To be done: Could you rewrite every line of the records below, keeping the wording and the answers, with 23 added to both numbers in each coordinate pair? Leave the pictures out.

Data shown:
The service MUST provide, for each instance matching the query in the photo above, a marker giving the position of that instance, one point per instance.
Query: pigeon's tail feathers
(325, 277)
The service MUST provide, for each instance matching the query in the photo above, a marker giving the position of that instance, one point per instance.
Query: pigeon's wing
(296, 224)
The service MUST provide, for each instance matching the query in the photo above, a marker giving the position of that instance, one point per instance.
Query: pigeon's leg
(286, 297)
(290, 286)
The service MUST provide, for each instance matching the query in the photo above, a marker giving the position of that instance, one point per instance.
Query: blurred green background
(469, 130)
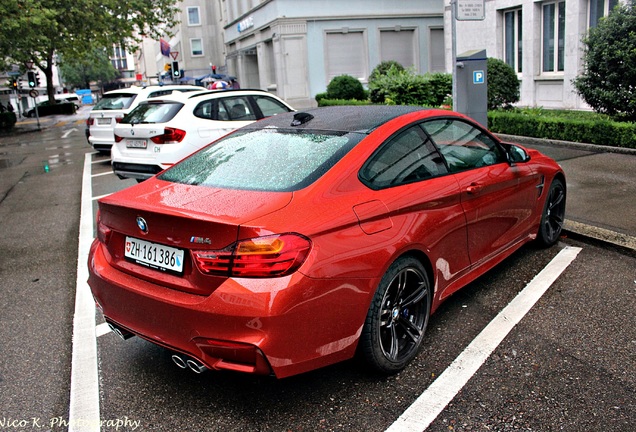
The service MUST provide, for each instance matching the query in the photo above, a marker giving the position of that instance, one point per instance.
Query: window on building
(437, 52)
(398, 46)
(513, 43)
(196, 47)
(599, 9)
(346, 53)
(194, 17)
(553, 36)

Written response:
The service MUST provide, for each instance matching the query in the photo above, a marker giving the position of that instance, one point per instance.
Query: pigeon's tail feathers
(348, 300)
The service MUST provide, for each instance matching the query in the photo above, a marker giving the position of that instance, one point per instance.
Query: pigeon's wing
(319, 247)
The service MUST provide, for each instance matching the query in the photo above, a marker giving the position of that instance, one point per instance.
Query: pigeon's leg
(309, 320)
(313, 309)
The service MUST provide, for each instance matching the query in the photo above, a marker giving the position of that instance, one point per instance.
Query: blurred green background
(492, 153)
The service MUST provide, for each instance matching the query in the photo above, a marker giving the position of that instance, one point per instance.
Query: window on building
(460, 75)
(421, 69)
(536, 66)
(219, 70)
(622, 32)
(369, 76)
(217, 40)
(576, 59)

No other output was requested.